------ Document ------

# #4 & #18 route out of LAX, prior to 1994



## ParanoidAndroid (Sep 21, 2015)

Prior to 1994, the Southwest Chief, along with the Super Chief when it was run by Santa Fe, stopped at Pasadena and Pomona, on what is now the Metro Gold Line (light rail). I understand that the railbed is mostly the same, and they just changed the rails to accommodate the light rail.

However, just north of LAX, is the "Chinatown" station on the current Gold Line Route, and it is an elevated track. It's quite hard to believe that the SWC ran on that elevated track the whole time.

To see what route it took out of LAX, I looked at the historical images of the LA area on Google Earth for May 1994, and found 2 possible routes:

1. Where the current Gold Line crosses the LA river, it was not elevated prior to 1994. This could mean that the rail broke off from the current Surfliner/Antelope Valley track to go east, and the SWC followed the current Surfliner rails to that point, then went east thru Pasadena and Pomona.

------ Extracted information ------

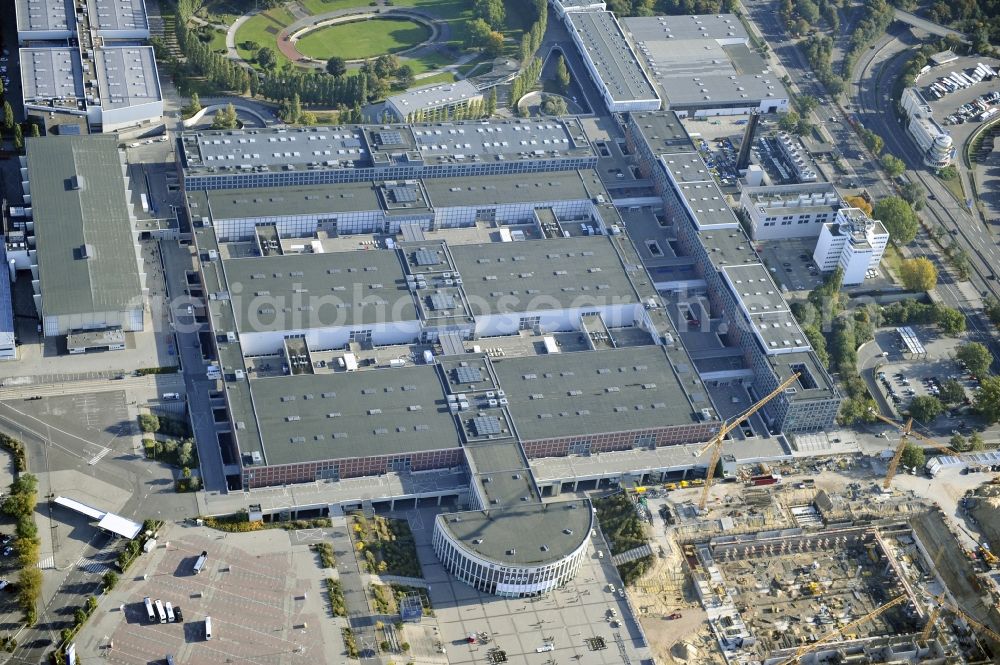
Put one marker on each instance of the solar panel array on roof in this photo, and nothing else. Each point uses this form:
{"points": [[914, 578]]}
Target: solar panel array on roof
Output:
{"points": [[403, 194], [426, 257], [389, 137], [486, 425], [442, 301], [468, 374]]}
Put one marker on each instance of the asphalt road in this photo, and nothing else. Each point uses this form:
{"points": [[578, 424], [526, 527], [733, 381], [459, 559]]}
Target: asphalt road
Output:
{"points": [[871, 102], [875, 108]]}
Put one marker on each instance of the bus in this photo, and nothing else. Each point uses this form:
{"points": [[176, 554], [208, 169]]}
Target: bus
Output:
{"points": [[160, 612], [200, 563]]}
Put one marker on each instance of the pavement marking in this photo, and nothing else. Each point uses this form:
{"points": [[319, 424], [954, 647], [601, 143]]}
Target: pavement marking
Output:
{"points": [[91, 566], [99, 456]]}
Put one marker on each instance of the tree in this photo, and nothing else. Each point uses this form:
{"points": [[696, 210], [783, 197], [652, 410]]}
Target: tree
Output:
{"points": [[491, 108], [992, 308], [554, 106], [893, 165], [925, 408], [405, 76], [492, 12], [336, 66], [918, 274], [476, 32], [562, 74], [266, 57], [913, 456], [898, 218], [987, 400], [185, 453], [977, 358], [493, 46], [859, 202], [952, 392]]}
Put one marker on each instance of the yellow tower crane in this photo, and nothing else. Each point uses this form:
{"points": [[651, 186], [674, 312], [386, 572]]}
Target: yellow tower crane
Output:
{"points": [[943, 604], [716, 441], [833, 634], [906, 431]]}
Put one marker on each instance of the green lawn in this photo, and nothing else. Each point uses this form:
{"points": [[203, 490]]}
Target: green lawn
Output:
{"points": [[454, 12], [428, 62], [363, 39], [443, 77], [263, 28], [322, 6]]}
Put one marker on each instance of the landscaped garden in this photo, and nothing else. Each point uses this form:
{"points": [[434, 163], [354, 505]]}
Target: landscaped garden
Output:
{"points": [[386, 545], [365, 38]]}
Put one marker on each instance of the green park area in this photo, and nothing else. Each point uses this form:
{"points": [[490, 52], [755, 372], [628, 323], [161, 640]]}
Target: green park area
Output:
{"points": [[365, 38]]}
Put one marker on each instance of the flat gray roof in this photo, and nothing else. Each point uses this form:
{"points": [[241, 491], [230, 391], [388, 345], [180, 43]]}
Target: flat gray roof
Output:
{"points": [[541, 187], [273, 201], [782, 200], [708, 203], [118, 14], [531, 534], [542, 274], [43, 15], [86, 246], [721, 27], [728, 247], [590, 392], [126, 76], [663, 131], [702, 61], [351, 414], [301, 291], [687, 167], [352, 146], [434, 96], [51, 73], [612, 55]]}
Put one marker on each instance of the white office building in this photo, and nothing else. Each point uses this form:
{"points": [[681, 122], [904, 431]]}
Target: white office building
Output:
{"points": [[429, 99], [854, 242], [563, 7], [789, 211], [933, 141], [611, 62]]}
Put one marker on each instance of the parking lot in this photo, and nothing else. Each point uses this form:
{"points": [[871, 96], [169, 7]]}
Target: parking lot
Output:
{"points": [[569, 618], [900, 379], [263, 592]]}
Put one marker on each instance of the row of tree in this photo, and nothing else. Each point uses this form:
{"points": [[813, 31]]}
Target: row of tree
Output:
{"points": [[20, 505]]}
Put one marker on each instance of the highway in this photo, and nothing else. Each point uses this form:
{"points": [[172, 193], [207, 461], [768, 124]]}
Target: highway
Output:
{"points": [[870, 94]]}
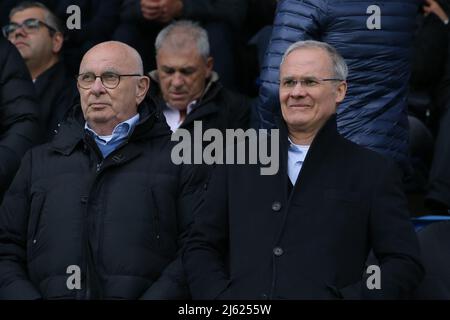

------

Set down the entire forum thread on the Southwest Chief's route out of LAX, word for word, from its title through the last line.

# #4 & #18 route out of LAX, prior to 1994



## ParanoidAndroid (Sep 21, 2015)

Prior to 1994, the Southwest Chief, along with the Super Chief when it was run by Santa Fe, stopped at Pasadena and Pomona, on what is now the Metro Gold Line (light rail). I understand that the railbed is mostly the same, and they just changed the rails to accommodate the light rail.

However, just north of LAX, is the "Chinatown" station on the current Gold Line Route, and it is an elevated track. It's quite hard to believe that the SWC ran on that elevated track the whole time.

To see what route it took out of LAX, I looked at the historical images of the LA area on Google Earth for May 1994, and found 2 possible routes:

1. Where the current Gold Line crosses the LA river, it was not elevated prior to 1994. This could mean that the rail broke off from the current Surfliner/Antelope Valley track to go east, and the SWC followed the current Surfliner rails to that point, then went east thru Pasadena and Pomona.